═══ TEXT BLOCK ═══
But AMTD was parading those brands before investors in London and New York against a backdrop of lawsuits in France and Hong Kong brought by their former owners. The Jalou family, longtime owners of L’Officiel, which celebrated its 100th anniversary in 2021, and Russian publisher Inna Bazhenova, former owner of The Art Newspaper, claim they have not received full payment for their publications.

L’Officiel was acquired for roughly $57 million, while The Art Newspaper appears to have been acquired for around $16–17 million. In TGE’s IPO filings reviewed by ARTnews, L’Officiel is valued at about $100 million, and The Art Newspaper at about $50 million.

AMTD disputes Bazhenova and the Jalou family’s claims and says it has fully paid for both acquisitions. In an email to ARTnews, Clifford Chance, the law firm representing AMTD, wrote, “We confirm that our client AMTD has duly completed the acquisition of The Art Newspaper (‘TAN’) and our client is the global owner of TAN and TAN’s intellectual properties.”

Clifford Chance did not respond to requests for comment regarding L’Officiel or the Jalou family’s claims.

Choi, a former auditor who worked at PricewaterhouseCoopers, Citigroup, and UBS, has built AMTD by listing subsidiaries on various exchanges rather than taking the group public as a single consolidated entity. AMTD itself has never been listed in Hong Kong. In September 2023, Hong Kong’s Securities and Futures Commission (SFC) imposed a two-year industry ban on Choi for failing to disclose conflicts of interest during his time at UBS, relating to conduct between 2014 and 2015.

In the years that followed, Choi and companies linked to him became embroiled in disputes involving regulators, former staff, and investors. One of the most prominent involved China Minsheng Investment Group (CMIG), an early institutional backer of AMTD, which publicly accused Choi in 2020 of misconduct related to its investment and later brought complaints to regulators and the courts. Choi denied wrongdoing, describing the dispute as a commercial disagreement.

Public accusations from CMIG, regulatory action by the SFC, and related court cases have continued to play out both legally and in the media. While Choi and his companies have consistently rejected the claims, the recurring clashes with high-profile counterparties have helped cement his reputation as one of the more controversial and polarizing figures in Hong Kong’s financial sector.
═══ GIVEN DATA ═══
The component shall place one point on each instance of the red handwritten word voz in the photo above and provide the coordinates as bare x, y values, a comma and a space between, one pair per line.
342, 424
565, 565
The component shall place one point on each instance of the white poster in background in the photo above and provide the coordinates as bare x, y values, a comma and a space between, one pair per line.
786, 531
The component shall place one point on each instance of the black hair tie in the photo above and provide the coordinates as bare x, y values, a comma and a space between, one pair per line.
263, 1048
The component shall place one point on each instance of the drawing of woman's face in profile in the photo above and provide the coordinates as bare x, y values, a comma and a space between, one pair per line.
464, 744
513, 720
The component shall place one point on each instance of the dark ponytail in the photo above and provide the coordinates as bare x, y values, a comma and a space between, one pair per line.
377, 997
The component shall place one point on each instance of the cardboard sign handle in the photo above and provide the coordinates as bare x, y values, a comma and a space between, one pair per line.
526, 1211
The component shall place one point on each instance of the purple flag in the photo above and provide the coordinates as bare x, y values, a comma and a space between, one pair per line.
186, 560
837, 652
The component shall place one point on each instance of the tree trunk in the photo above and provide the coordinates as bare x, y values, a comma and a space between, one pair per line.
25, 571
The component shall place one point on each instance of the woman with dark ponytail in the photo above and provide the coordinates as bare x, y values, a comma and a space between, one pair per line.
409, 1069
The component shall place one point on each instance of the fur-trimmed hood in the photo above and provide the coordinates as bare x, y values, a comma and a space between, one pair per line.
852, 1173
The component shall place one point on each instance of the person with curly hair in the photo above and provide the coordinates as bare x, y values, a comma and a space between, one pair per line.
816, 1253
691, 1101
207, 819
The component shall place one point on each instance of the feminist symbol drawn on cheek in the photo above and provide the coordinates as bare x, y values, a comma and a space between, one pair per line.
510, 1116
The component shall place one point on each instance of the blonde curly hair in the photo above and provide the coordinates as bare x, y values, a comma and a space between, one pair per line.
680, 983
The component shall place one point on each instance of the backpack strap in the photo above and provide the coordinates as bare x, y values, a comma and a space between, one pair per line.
═══
## TO-DO LIST
A. In the AMTD passage, what was the approximate price paid for L’Officiel?
B. Transcribe the AMTD passage from "In the years" up to and including "a commercial disagreement.".

## RESPONSES TO THE EXERCISE
A. Roughly $57 million.

B.
In the years that followed, Choi and companies linked to him became embroiled in disputes involving regulators, former staff, and investors. One of the most prominent involved China Minsheng Investment Group (CMIG), an early institutional backer of AMTD, which publicly accused Choi in 2020 of misconduct related to its investment and later brought complaints to regulators and the courts. Choi denied wrongdoing, describing the dispute as a commercial disagreement.